PASSAGE:
*** Begin section ***
Mining giant BHP is investigating how it can use technology on the tailings dam at its Mount Keith nickel operation – and others around the country – to increase the rate of carbon dioxide absorption. 

The Mount Keith Tailings Dam, located south of Wiluna in WA’s northern Goldfields region, is five kilometres wide and currently stores about 40,000 tonnes of CO2 directly from the atmosphere each year. 

BHP describes the dam as a “massive mineral carbon sink” and says its current yearly CO2 storage is the equivalent of offsetting carbon emissions of 15,000 average-sized cars. 

But researchers have predicted Mount Keith could store far more CO2 each year if the dam’s mineral carbonation rate could be enhanced with the assistance of technology and engineering solutions. 

Mineral carbonation is a natural process where carbon dioxide reacts with mineral rocks like serpentine, permanently locking away carbon and reducing greenhouse gases in the earth’s atmosphere. 

“In the same way trees can take up CO2, the minerals in our ore can adsorb CO2 too,” Samantha Langley, BHP Nickel West’s Principal Business Planning – Climate Change, said. 

“Although mineral carbonation is a process that can take thousands of years in nature, we don’t have thousands of years to address the impacts of climate change. 

“It’s an exciting opportunity to see if we can use technology and different tailings management practices to speed up the process, and store away carbon dioxide much faster.” 

BHP is now working with Australian and international experts to investigate what methods might be used to increase carbonation reactions to store even more CO2 into its tailings.
*** End section ***
EXERCISE OBJECTIVE: Continue the article on BHP's Mount Keith tailings dam from its last sentence.

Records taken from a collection
*** Begin section ***
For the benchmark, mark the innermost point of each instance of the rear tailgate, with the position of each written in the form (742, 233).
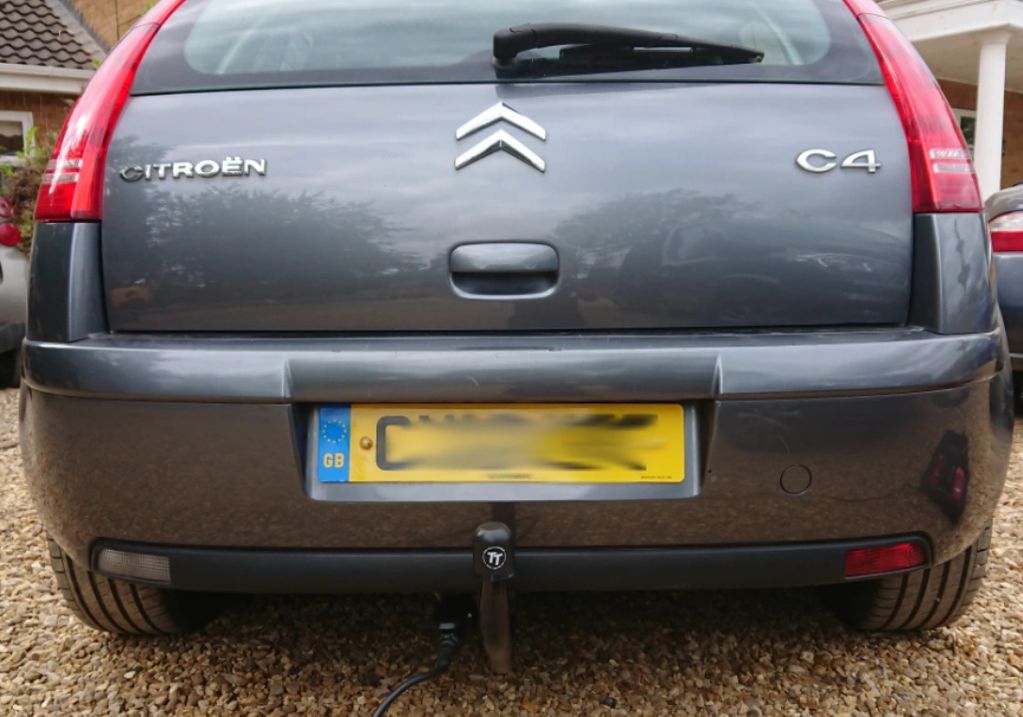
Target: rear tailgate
(667, 205)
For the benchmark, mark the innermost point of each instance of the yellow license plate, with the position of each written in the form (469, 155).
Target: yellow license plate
(515, 443)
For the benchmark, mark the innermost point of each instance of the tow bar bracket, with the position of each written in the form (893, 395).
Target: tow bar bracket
(493, 561)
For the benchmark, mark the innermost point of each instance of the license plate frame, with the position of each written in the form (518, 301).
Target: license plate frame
(346, 443)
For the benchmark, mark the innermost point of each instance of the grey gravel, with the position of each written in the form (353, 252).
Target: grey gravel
(748, 654)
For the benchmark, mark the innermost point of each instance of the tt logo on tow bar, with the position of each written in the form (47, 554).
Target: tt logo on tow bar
(494, 557)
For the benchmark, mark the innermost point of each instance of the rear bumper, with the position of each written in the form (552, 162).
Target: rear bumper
(451, 571)
(1009, 270)
(231, 474)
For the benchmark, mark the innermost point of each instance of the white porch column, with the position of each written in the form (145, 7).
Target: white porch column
(990, 111)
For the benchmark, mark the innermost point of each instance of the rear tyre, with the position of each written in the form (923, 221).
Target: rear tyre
(127, 609)
(10, 369)
(919, 600)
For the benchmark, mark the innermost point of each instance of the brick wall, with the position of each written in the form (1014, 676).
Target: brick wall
(110, 18)
(964, 96)
(48, 110)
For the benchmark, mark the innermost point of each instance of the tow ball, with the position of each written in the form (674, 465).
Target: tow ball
(493, 561)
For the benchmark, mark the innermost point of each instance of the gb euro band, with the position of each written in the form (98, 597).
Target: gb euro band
(205, 169)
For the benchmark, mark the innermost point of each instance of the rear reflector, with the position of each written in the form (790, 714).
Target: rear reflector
(134, 566)
(73, 182)
(1007, 232)
(943, 179)
(885, 558)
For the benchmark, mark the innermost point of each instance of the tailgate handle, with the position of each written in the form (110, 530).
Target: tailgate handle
(503, 269)
(503, 258)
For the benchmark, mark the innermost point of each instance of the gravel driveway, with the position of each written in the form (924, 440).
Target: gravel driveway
(772, 653)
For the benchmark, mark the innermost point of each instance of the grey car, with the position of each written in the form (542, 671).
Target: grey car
(479, 298)
(1005, 213)
(13, 297)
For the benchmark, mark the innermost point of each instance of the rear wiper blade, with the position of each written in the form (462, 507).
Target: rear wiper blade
(508, 43)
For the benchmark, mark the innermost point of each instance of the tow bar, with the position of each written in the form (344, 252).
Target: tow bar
(493, 561)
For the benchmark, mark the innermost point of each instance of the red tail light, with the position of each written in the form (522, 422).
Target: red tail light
(73, 183)
(1007, 232)
(943, 179)
(885, 558)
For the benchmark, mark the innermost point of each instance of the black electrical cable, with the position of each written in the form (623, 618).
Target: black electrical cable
(453, 616)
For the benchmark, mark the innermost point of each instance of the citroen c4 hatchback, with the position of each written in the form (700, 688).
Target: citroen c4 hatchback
(450, 297)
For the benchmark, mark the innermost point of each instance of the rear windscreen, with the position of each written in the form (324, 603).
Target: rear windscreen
(226, 44)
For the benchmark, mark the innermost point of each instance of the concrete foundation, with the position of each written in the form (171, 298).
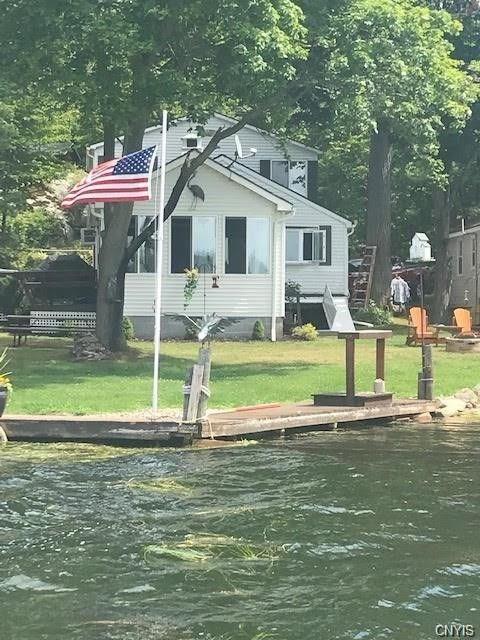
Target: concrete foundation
(173, 328)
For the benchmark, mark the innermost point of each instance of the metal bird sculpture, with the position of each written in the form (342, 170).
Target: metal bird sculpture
(196, 189)
(208, 326)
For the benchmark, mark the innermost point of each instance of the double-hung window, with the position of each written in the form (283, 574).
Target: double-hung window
(306, 245)
(144, 260)
(291, 174)
(193, 244)
(247, 245)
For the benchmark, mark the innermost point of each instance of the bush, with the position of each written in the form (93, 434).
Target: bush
(376, 315)
(128, 329)
(305, 332)
(258, 332)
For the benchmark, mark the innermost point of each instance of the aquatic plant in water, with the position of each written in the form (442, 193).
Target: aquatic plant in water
(203, 547)
(162, 485)
(39, 453)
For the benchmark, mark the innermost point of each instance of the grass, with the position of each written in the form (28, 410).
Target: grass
(244, 373)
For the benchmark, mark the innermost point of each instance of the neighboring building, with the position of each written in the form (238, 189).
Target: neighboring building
(256, 228)
(463, 254)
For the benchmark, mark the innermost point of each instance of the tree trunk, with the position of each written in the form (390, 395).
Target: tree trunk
(112, 262)
(379, 211)
(443, 267)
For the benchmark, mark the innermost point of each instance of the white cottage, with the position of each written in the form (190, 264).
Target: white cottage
(256, 228)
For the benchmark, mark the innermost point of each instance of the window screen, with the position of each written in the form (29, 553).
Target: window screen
(181, 244)
(235, 245)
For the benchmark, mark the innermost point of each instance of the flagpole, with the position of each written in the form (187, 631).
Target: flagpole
(158, 270)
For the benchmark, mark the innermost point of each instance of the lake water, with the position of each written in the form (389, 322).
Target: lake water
(364, 534)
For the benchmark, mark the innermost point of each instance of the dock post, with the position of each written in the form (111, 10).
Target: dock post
(204, 358)
(425, 376)
(186, 392)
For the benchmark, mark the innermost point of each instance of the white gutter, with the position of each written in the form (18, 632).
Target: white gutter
(273, 328)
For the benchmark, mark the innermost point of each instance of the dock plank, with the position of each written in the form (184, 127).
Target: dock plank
(101, 431)
(304, 415)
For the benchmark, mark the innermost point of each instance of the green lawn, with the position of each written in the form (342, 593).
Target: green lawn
(243, 373)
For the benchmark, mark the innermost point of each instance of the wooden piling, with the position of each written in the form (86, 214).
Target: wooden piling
(425, 376)
(204, 359)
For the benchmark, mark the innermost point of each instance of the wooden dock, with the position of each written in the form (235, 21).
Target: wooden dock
(263, 419)
(270, 419)
(96, 430)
*** End section ***
EXPECTED ANSWER:
The nickel being mined at Mount Keith is set to be a key ingredient in the growing global battery market, with BHP currently constructing a plant at its Kwinana Nickel Refinery to produce the nickel sulphate used in lithium-ion batteries which power electric vehicles. 

Mineral carbonation acceleration has been the subject of numerous tests and trials in Australia and overseas over the past decade. 

In 2013, the University of Newcastle – in collaboration with start-up Mineral Carbonation International and explosives supplier Orica – launched a pilot plant to  investigate the possibilities of taking CO2 and permanently transforming it into mineral form. 

Four years later the plant unveiled a public display of its capabilities in transitioning CO2 to carbonates and silica by-products which could potentially be used in the building industry. 

The concept has also been put into place in Iceland, where CarbFix demonstrated that 95 per cent of 200 tonnes of CO2 injected into subsurface basalt was solidified into calcite within 2 years. 

Another field test has been conducted at Wallula in Washington state in the US. 

 An article published earlier this year in Nature noted the rising costs of CO2 emission in recent years would likely result in an increased focus on carbon storage solutions, with mineral carbonation holding appeal due to its cost competitiveness in the right conditions.